▶ _Problem to solve_
Copy out the entries below exactly as they stand, but only from the line containing "Target: forehead" through the line containing "wall shown in the photo above.".
□ □ □ □ □
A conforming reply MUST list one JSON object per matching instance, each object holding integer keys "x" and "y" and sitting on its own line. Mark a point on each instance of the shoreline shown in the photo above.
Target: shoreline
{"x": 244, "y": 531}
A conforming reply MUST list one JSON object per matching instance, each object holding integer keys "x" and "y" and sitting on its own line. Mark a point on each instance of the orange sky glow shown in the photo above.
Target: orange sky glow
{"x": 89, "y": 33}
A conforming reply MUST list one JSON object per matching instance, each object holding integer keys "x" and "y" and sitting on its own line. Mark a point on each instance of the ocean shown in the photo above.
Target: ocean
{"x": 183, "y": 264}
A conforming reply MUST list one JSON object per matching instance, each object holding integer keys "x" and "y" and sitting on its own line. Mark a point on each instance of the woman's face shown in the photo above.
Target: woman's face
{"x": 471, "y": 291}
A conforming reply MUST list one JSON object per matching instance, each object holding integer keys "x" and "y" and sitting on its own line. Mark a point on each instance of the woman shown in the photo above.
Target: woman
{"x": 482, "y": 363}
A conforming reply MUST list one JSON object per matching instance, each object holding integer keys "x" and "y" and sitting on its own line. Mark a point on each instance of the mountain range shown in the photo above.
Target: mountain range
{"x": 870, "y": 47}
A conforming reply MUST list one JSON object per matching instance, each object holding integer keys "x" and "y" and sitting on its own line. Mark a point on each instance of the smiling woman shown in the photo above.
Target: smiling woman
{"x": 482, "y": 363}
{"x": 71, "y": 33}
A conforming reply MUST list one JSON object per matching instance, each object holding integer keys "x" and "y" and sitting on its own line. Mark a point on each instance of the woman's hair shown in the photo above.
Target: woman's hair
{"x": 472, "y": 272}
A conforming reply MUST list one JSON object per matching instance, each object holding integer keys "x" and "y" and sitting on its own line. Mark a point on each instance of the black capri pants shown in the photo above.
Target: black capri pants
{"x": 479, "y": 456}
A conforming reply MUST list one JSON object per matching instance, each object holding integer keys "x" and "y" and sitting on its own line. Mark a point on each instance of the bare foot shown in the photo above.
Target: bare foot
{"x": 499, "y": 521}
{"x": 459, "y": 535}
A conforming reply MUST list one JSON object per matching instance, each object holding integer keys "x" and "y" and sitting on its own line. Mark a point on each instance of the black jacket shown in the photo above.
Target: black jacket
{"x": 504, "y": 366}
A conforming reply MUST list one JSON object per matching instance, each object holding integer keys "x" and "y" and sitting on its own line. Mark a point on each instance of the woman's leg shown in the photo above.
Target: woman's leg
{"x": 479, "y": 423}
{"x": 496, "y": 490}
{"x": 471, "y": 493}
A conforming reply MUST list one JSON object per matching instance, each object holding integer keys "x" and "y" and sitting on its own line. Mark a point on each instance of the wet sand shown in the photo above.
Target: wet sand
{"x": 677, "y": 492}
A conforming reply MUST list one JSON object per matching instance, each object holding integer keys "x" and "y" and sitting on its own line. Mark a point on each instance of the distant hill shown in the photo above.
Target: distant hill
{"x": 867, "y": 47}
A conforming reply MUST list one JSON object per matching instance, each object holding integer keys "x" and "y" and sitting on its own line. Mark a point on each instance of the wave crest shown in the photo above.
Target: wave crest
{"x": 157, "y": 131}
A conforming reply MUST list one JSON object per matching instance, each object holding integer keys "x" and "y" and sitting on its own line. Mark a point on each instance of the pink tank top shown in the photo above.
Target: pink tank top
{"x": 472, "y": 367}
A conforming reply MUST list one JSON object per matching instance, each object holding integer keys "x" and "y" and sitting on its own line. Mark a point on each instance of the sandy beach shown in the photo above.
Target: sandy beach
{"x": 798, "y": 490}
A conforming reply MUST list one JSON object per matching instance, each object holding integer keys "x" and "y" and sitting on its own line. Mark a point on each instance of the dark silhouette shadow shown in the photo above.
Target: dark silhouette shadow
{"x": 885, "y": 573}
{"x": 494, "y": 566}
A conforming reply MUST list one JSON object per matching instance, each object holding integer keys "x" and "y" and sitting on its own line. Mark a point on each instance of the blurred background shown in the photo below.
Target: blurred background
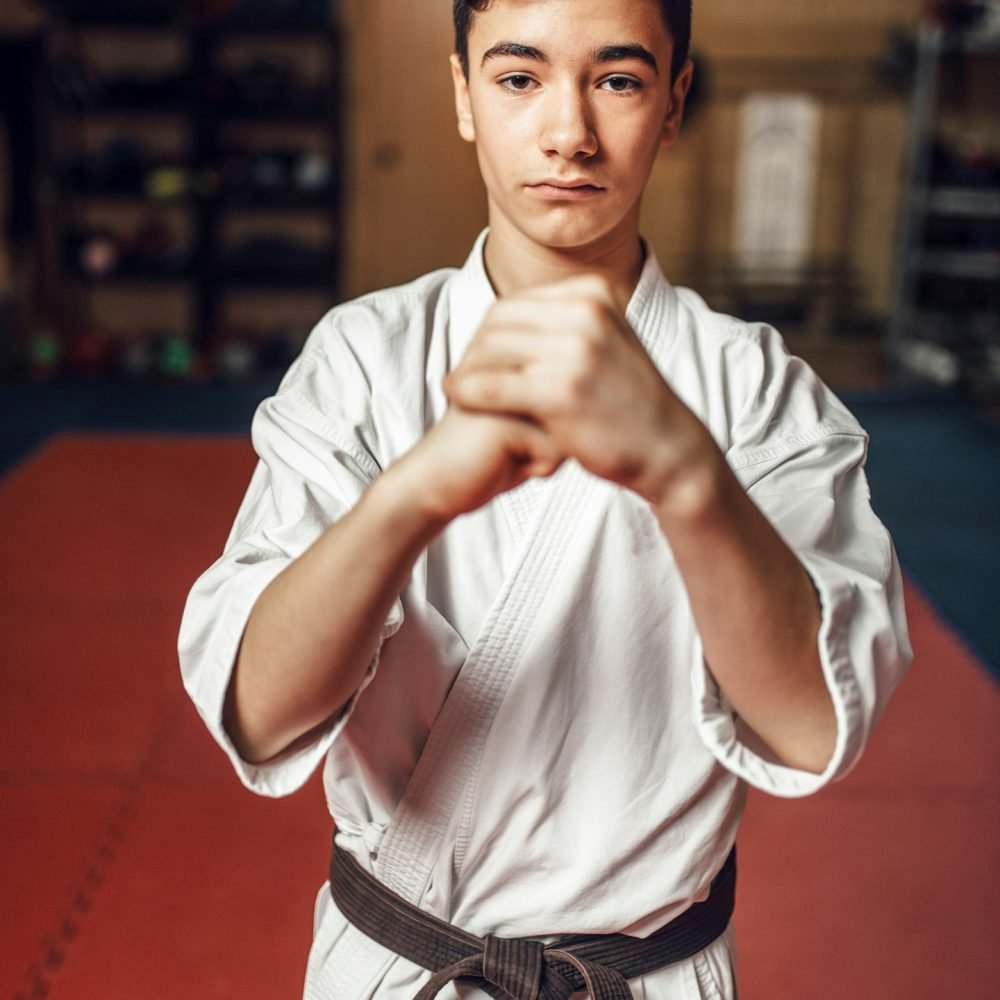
{"x": 186, "y": 186}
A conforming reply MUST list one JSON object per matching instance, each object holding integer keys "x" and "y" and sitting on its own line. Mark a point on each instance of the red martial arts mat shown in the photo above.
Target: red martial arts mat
{"x": 134, "y": 864}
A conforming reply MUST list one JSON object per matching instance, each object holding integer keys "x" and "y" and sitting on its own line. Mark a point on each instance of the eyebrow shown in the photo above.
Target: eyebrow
{"x": 609, "y": 53}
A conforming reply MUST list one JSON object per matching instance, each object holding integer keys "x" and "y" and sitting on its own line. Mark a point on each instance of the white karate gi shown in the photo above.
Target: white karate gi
{"x": 583, "y": 773}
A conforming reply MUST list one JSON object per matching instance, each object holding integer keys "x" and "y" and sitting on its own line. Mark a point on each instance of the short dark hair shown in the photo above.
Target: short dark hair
{"x": 676, "y": 16}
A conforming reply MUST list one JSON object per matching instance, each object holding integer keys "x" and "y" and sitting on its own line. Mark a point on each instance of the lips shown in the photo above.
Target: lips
{"x": 568, "y": 185}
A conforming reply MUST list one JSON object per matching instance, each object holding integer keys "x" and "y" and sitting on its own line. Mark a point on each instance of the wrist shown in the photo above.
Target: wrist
{"x": 689, "y": 492}
{"x": 405, "y": 505}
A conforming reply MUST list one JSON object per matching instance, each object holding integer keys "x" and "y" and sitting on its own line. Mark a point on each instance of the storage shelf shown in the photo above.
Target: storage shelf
{"x": 965, "y": 202}
{"x": 201, "y": 94}
{"x": 967, "y": 265}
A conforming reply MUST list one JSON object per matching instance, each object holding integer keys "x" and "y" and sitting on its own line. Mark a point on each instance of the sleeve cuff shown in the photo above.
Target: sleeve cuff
{"x": 289, "y": 771}
{"x": 740, "y": 751}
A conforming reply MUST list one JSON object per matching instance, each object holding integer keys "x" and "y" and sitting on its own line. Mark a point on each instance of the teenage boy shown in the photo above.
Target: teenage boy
{"x": 622, "y": 546}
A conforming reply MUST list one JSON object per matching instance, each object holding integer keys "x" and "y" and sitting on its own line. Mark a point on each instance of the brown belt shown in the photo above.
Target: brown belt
{"x": 522, "y": 968}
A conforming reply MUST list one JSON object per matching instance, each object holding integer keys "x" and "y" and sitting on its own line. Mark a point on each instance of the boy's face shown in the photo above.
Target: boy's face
{"x": 568, "y": 102}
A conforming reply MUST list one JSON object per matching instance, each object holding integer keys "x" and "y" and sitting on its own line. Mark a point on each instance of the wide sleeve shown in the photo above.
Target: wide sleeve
{"x": 314, "y": 465}
{"x": 800, "y": 455}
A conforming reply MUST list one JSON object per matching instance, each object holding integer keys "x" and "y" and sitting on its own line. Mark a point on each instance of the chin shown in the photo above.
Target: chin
{"x": 567, "y": 233}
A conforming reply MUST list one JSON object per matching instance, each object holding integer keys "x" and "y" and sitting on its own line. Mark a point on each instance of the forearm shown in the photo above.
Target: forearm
{"x": 756, "y": 610}
{"x": 315, "y": 628}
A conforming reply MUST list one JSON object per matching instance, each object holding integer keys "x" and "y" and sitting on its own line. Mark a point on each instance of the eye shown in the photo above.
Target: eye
{"x": 621, "y": 84}
{"x": 519, "y": 83}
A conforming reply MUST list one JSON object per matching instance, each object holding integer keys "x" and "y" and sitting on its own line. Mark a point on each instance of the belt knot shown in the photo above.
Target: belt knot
{"x": 515, "y": 965}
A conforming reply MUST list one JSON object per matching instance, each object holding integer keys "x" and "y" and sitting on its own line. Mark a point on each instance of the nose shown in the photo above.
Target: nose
{"x": 569, "y": 129}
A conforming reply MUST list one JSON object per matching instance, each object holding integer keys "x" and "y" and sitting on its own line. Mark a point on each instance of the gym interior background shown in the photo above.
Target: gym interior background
{"x": 187, "y": 185}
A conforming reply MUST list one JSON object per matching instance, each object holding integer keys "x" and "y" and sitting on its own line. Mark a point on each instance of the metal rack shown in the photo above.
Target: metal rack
{"x": 954, "y": 341}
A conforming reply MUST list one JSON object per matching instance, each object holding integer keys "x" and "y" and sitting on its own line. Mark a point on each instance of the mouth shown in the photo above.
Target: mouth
{"x": 561, "y": 189}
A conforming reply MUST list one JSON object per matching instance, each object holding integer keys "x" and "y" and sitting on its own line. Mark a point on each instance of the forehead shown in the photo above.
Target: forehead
{"x": 570, "y": 25}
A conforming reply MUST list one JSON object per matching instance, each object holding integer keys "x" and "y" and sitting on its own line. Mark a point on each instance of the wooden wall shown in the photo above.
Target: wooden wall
{"x": 415, "y": 200}
{"x": 418, "y": 201}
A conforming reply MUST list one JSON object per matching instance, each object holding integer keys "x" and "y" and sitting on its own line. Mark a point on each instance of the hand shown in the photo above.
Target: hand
{"x": 565, "y": 357}
{"x": 467, "y": 459}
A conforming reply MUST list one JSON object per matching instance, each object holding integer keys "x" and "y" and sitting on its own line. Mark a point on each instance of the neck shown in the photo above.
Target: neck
{"x": 515, "y": 263}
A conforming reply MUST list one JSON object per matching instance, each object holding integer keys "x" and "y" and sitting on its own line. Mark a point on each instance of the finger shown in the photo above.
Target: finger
{"x": 501, "y": 347}
{"x": 495, "y": 390}
{"x": 535, "y": 447}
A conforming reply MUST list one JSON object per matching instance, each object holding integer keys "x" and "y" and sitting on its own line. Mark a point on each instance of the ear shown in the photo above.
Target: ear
{"x": 675, "y": 113}
{"x": 463, "y": 105}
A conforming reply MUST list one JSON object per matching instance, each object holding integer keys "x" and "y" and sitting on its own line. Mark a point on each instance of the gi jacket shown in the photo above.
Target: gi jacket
{"x": 539, "y": 747}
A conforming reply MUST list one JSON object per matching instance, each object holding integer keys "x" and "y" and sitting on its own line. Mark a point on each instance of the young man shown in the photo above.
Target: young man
{"x": 547, "y": 561}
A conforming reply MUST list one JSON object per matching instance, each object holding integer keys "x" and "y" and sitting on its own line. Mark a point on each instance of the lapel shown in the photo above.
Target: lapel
{"x": 544, "y": 516}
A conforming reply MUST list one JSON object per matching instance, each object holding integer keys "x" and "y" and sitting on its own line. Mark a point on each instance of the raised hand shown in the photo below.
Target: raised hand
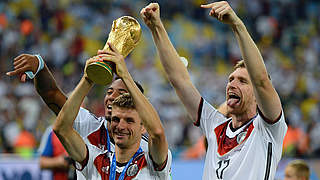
{"x": 23, "y": 63}
{"x": 151, "y": 15}
{"x": 223, "y": 12}
{"x": 113, "y": 55}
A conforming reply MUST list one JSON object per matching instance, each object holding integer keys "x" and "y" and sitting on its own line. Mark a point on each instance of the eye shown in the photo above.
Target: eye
{"x": 115, "y": 119}
{"x": 122, "y": 92}
{"x": 110, "y": 91}
{"x": 243, "y": 81}
{"x": 130, "y": 120}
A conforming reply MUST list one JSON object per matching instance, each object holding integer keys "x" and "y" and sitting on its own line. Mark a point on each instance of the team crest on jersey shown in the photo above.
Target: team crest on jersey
{"x": 241, "y": 136}
{"x": 132, "y": 170}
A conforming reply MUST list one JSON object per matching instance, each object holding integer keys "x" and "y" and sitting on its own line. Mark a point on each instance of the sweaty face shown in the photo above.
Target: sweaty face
{"x": 239, "y": 92}
{"x": 126, "y": 127}
{"x": 290, "y": 174}
{"x": 116, "y": 89}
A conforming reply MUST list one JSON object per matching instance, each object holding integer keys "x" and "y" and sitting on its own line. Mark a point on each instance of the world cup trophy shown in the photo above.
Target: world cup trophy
{"x": 124, "y": 35}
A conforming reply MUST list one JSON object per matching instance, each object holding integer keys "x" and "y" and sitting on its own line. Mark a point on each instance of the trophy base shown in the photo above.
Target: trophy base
{"x": 100, "y": 73}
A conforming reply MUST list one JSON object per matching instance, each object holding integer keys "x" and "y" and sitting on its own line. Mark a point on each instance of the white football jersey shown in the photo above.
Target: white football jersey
{"x": 257, "y": 151}
{"x": 98, "y": 166}
{"x": 93, "y": 130}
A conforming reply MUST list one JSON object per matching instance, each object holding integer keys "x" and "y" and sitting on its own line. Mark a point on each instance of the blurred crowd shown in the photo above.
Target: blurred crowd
{"x": 67, "y": 32}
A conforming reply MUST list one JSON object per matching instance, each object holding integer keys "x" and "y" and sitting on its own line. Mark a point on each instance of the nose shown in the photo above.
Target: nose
{"x": 231, "y": 85}
{"x": 113, "y": 95}
{"x": 121, "y": 125}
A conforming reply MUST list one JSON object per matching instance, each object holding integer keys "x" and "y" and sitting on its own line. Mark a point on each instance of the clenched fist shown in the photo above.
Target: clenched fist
{"x": 223, "y": 12}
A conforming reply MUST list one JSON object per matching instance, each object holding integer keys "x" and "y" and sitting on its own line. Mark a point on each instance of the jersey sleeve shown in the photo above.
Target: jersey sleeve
{"x": 165, "y": 173}
{"x": 48, "y": 148}
{"x": 208, "y": 117}
{"x": 85, "y": 122}
{"x": 87, "y": 167}
{"x": 44, "y": 139}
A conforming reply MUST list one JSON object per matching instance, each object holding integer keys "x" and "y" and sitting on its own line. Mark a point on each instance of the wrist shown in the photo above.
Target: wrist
{"x": 238, "y": 25}
{"x": 41, "y": 64}
{"x": 88, "y": 80}
{"x": 158, "y": 26}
□ □ □ □ □
▶ _Exercise response_
Target: forehead
{"x": 570, "y": 25}
A conforming reply MUST list one JSON object per matching instance, each object holding integer keys "x" and "y" and sitting on its own line. Mark a point on each instance of the wooden wall shown in the photo above.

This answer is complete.